++++ SOURCE
Frank Mitchell

Algorithms matter on the mobile web

Leo Fabrikant’s article on optimizing the performance of a React autocomplete form is worth reading. It covers performance profiling, async rendering, and multi-threading with Web Workers. I loved that he outlined the conditions that pushed him toward focusing on optimizing the rendering pipeline. What we know creates the set of spaces where we look for solutions.

The search algorithm library had painfully long search times as the length of the search term got longer…I don’t know if the library I chose for the search algorithm was bad or if this was an inevitability of any “fuzzy” search algorithm. But thankfully, I didn’t bother trying to find alternatives.

When I built my word search game, I spent a fair bit of time learning how to store and search strings efficiently. So when I read Leo’s article, I thought about data structures like BK-trees and algorithms for finding the Levenshtein distance. My experience says long search terms shouldn’t mean long search times. So let’s see if we can build a better search engine.
++++++++
++++ RECORDS SHOWN
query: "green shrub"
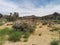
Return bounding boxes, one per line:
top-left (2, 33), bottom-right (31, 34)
top-left (24, 39), bottom-right (28, 42)
top-left (0, 22), bottom-right (3, 26)
top-left (51, 40), bottom-right (59, 45)
top-left (8, 32), bottom-right (22, 42)
top-left (23, 32), bottom-right (30, 39)
top-left (0, 28), bottom-right (12, 35)
top-left (13, 22), bottom-right (35, 33)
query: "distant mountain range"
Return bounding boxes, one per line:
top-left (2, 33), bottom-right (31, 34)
top-left (23, 12), bottom-right (60, 20)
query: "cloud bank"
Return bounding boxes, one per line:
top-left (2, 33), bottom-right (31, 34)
top-left (0, 0), bottom-right (60, 16)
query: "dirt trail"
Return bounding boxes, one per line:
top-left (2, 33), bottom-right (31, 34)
top-left (0, 22), bottom-right (13, 29)
top-left (5, 24), bottom-right (51, 45)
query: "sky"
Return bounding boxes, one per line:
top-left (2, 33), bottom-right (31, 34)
top-left (0, 0), bottom-right (60, 16)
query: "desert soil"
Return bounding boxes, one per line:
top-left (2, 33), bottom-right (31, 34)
top-left (0, 23), bottom-right (60, 45)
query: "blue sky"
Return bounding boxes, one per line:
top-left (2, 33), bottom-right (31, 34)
top-left (0, 0), bottom-right (60, 16)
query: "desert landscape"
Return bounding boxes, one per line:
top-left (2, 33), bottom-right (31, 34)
top-left (0, 12), bottom-right (60, 45)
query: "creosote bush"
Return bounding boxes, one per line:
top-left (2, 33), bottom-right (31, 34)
top-left (9, 32), bottom-right (22, 42)
top-left (13, 22), bottom-right (35, 33)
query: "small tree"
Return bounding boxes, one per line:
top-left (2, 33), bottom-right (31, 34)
top-left (0, 13), bottom-right (3, 18)
top-left (13, 22), bottom-right (35, 33)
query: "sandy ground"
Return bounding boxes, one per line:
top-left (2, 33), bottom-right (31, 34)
top-left (0, 23), bottom-right (60, 45)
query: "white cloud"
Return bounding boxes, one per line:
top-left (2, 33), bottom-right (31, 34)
top-left (0, 0), bottom-right (60, 16)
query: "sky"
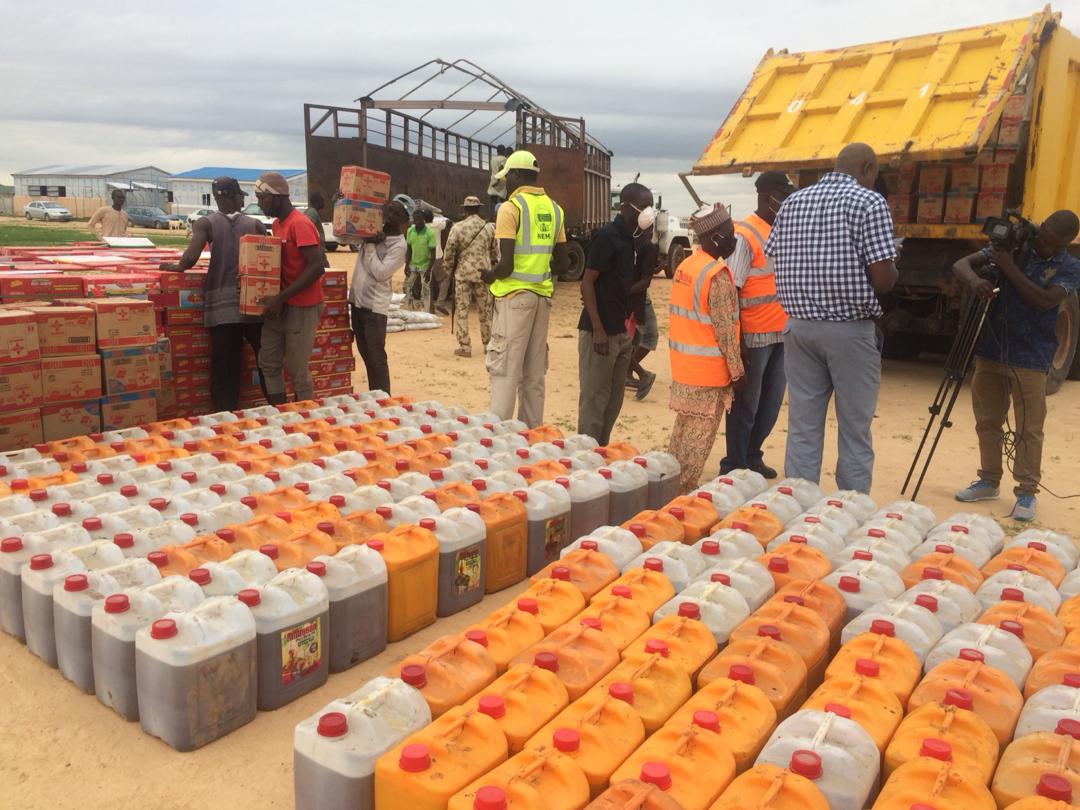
++++++++
_ACTIONS TO TAKE_.
1 - Update the post on mobile web algorithms: write out everything from "Algorithms matter on" down to "look for solutions.", with "autocomplete" changed to "typeahead".
2 - Answer from the post on mobile web algorithms:
(a) What three topics does Leo Fabrikant's article cover?
(b) What happened to search times in the search algorithm library as the search term got longer?
(c) What had the post's author built before reading Leo's article?

_RESPONSE LIST_.
1 -
Algorithms matter on the mobile web

Leo Fabrikant’s article on optimizing the performance of a React typeahead form is worth reading. It covers performance profiling, async rendering, and multi-threading with Web Workers. I loved that he outlined the conditions that pushed him toward focusing on optimizing the rendering pipeline. What we know creates the set of spaces where we look for solutions.

2 -
(a) Performance profiling, async rendering, and multi-threading with Web Workers.
(b) They became painfully long.
(c) A word search game.